[Dataset rows]
---+---

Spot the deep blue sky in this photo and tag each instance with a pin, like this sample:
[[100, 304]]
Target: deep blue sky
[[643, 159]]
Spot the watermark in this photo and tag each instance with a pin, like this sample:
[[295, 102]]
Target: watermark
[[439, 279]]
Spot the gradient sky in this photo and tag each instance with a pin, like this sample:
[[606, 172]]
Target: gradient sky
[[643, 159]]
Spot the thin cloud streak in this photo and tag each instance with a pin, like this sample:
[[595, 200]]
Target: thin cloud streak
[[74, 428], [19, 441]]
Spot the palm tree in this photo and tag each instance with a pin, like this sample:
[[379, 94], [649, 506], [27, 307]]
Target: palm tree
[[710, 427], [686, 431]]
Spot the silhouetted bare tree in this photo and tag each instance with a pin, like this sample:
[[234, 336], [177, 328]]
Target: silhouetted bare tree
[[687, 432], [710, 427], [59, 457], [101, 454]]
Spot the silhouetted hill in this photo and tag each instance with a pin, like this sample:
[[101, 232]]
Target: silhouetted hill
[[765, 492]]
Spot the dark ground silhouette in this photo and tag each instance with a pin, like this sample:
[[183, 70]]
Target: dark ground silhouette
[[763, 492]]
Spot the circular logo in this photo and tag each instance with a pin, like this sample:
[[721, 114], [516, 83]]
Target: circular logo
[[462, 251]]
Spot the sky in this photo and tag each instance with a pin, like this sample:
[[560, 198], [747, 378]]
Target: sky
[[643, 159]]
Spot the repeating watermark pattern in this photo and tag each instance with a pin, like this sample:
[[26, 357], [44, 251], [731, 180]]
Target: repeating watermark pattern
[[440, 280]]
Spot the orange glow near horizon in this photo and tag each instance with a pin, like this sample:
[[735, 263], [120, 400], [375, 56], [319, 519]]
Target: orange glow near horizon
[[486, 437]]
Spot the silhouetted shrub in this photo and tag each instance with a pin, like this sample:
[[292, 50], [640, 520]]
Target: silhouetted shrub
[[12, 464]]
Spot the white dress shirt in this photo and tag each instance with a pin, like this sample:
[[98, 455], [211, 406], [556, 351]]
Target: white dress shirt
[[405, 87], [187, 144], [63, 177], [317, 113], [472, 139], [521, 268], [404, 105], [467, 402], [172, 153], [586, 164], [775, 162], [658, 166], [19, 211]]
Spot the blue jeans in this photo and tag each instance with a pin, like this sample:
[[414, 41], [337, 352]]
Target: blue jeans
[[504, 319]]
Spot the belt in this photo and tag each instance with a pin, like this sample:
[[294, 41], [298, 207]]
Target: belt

---+---

> **TASK OBJECTIVE**: Copy out every one of the rows above line for line, with nothing changed.

> **THE OUTPUT**:
Spot the deep blue sky in this photo and tag each instance with a pin, like this sample:
[[100, 304]]
Target: deep blue sky
[[643, 159]]
Spot the watermark in this photo and tag each instance with a pin, like this sample:
[[295, 102]]
Target: watermark
[[439, 279]]
Spot the gradient sky in this photo and tag each instance with a pin, like this sample:
[[606, 172]]
Target: gradient sky
[[643, 159]]
Spot the thin cloud streak in this photo and tag each instance with a pin, like this sample:
[[595, 200]]
Target: thin cloud streak
[[74, 428], [19, 441]]
Spot the palm tree in this photo and tag each instance with a pin, like this sample:
[[379, 94], [649, 506], [27, 307]]
Target: palm tree
[[710, 427], [686, 431]]
Spot the silhouetted bare tree in this photo and tag each instance with a pin, like this sample:
[[234, 336], [177, 328]]
Target: silhouetted bare tree
[[687, 432], [710, 427], [59, 457], [101, 454]]
Spot the silhouetted hill in this photo and tag each instance with a pin, like this sample:
[[101, 232]]
Target: silhouetted hill
[[765, 492]]
Spot the dark ground silhouette in this photo and tag each instance with a pin, like this sample:
[[183, 70]]
Target: dark ground silhouette
[[763, 492]]
Spot the circular logo in this photo and tag each instance with a pin, like this sample:
[[721, 114], [516, 83]]
Target: circular logo
[[462, 251]]
Spot the sky in this photo and tag each instance with a pin, like this sample:
[[560, 198], [747, 378]]
Target: sky
[[643, 159]]
Spot the repeating watermark pattern in this photo and tag each instance with a pin, like this sample:
[[26, 357], [44, 251], [731, 180]]
Target: repeating watermark pattern
[[440, 280]]
Spot the orange glow near horizon in this photo and tag each instance with a pin, like this sample:
[[735, 263], [120, 400], [375, 56], [319, 519]]
Target: orange glow near horizon
[[486, 437]]
Spot the silhouetted shrub in this photo and tag each instance with a pin, like this sample:
[[292, 50], [640, 520]]
Target: silhouetted shrub
[[12, 464]]
Spot the white dress shirt in this photo and tag each instance with a pin, like this sample:
[[98, 455], [211, 406], [556, 351]]
Target: white dress shirt
[[405, 87], [187, 144], [63, 177], [317, 113], [472, 139], [521, 268], [404, 105], [467, 402], [172, 153], [586, 164], [775, 162], [658, 166], [19, 211]]
Spot the blue jeans in this photo and tag each instance with a pin, like this sample:
[[414, 41], [337, 352]]
Target: blue jeans
[[504, 319]]
Spot the belt in this photo and tag each instance with a pin, like this sample:
[[294, 41], [298, 207]]
Target: belt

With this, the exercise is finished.